----- Extract provided

Table 1 Sources of SO₂, CO, CH₄, and NMHCs

The importance of CO and NMHCs in controlling tropospheric O₃ is very well documented. These gases also wield substantial influence on air quality and global climate. Being important consumers of hydroxyl radicals, they can enhance the lifetime of atmospheric greenhouse gases. Documentation of their levels over major emission regions like mega-cities is very important due to potentially large fluxes. The major sources of CO and NMHCs are presented in Table 1. It is to be noted that systematic representative measurements of SO₂, CO, and NMHCs are still limited to very few locations in India (Tables 2 and 3), and hence knowledge about their abundance and variability could have cornerstone implications to the understanding and modeling of tropical, atmospheric chemistry. In the present paper, we report a year-long observation of SO₂, CO, CH₄, and NMHCs (C₂–C₅) over the megacity “Kolkata”, an urban region in Eastern India (Fig. 1). Being located in tropical South Asia, Kolkata can significantly influence the regional chemistry. Based on multi pollutant index (MPI) studies, the air quality of Kolkata is worse than several other megacities of the world (Gurjar et al. 2008). High levels of pollutants during winter over Kolkata are also clearly observed from surface measurements (Mallik and Lal 2013) as well as satellite measurements of CO. Electronic supplementary material (ESM) Fig. 1 shows that during April, high levels of CO are observed over Bangladesh (east of Kolkata) whereas during winter, high levels of CO occurs over Kolkata. Further, satellite based CO measurements clearly show higher levels over the eastern part of the Indo-Gangetic plains (IGP). The outflow of IGP pollution into the Bay of Bengal (BoB) occurs over this region as the winds turn towards south instead of going further east (Mallik et al. 2013). Thus, it is apt to describe Kolkata as the gateway for air pollutants from the IGP to the BoB during winter and post-monsoon and vice versa during monsoon and pre-monsoon. From the perspective of emission inventories, these measurements can characterize a major emission source region in Eastern India.

----------

# [Work instructions]
According to the Kolkata air-quality excerpt, what does a multi pollutant index study show about air quality in Kolkata? The material that comes next has no connection to the Kolkata air-quality excerpt.

----- Data provided

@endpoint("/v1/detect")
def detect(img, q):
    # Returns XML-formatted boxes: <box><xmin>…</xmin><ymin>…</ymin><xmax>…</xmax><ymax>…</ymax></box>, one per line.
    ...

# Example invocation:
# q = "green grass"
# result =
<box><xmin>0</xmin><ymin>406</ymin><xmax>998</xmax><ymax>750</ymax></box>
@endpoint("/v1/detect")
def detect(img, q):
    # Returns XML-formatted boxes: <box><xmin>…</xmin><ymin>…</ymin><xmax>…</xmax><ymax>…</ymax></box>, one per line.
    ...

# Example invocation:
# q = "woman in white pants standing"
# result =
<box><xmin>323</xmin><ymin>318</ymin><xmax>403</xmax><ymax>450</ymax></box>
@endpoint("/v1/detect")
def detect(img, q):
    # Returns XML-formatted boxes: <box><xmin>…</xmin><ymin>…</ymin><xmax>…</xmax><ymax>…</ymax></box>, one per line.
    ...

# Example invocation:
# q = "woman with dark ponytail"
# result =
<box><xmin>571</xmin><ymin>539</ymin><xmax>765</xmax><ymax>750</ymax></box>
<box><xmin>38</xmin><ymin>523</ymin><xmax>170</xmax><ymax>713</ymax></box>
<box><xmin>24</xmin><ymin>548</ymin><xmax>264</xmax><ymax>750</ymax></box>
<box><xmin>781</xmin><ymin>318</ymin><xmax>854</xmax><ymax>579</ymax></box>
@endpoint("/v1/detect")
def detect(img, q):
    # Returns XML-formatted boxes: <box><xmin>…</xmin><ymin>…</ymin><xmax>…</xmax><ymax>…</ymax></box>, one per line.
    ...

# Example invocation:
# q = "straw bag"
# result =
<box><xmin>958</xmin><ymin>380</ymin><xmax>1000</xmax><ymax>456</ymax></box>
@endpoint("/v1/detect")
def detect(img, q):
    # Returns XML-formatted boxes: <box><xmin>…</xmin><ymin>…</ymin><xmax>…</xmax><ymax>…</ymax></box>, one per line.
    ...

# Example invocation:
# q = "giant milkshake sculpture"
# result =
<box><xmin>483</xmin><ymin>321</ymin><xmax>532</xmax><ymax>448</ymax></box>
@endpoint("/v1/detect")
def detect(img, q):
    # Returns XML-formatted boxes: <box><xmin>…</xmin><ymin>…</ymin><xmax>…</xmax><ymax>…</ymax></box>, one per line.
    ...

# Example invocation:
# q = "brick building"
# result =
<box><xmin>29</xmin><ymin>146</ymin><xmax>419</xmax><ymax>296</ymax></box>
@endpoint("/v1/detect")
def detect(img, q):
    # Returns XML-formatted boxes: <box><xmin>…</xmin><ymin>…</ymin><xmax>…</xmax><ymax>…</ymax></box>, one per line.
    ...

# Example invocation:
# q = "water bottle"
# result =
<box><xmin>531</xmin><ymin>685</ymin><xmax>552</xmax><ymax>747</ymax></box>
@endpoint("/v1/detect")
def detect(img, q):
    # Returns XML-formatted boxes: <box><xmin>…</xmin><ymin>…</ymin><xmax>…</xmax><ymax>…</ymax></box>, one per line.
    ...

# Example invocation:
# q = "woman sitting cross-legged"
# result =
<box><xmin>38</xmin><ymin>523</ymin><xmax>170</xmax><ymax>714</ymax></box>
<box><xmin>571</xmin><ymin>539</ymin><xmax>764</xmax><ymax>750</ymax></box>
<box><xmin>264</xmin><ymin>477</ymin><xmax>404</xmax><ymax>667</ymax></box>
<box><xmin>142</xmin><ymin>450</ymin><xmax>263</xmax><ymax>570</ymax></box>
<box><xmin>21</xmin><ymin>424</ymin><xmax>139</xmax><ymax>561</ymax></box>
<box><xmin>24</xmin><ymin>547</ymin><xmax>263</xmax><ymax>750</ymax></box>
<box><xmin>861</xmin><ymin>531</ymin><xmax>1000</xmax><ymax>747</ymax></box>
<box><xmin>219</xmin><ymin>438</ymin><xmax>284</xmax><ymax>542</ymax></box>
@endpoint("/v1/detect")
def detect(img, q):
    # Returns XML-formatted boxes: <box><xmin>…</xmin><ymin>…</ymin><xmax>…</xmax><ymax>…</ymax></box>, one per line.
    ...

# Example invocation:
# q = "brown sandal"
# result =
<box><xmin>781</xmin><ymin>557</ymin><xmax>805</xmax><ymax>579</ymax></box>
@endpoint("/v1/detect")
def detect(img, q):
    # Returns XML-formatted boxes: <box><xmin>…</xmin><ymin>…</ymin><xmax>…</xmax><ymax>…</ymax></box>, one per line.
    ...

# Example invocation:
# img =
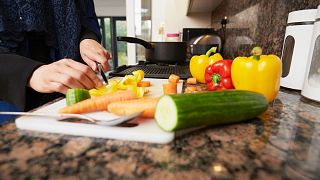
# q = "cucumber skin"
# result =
<box><xmin>159</xmin><ymin>90</ymin><xmax>268</xmax><ymax>131</ymax></box>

----------

# [Answer to the problem]
It is worse than in several other megacities of the world.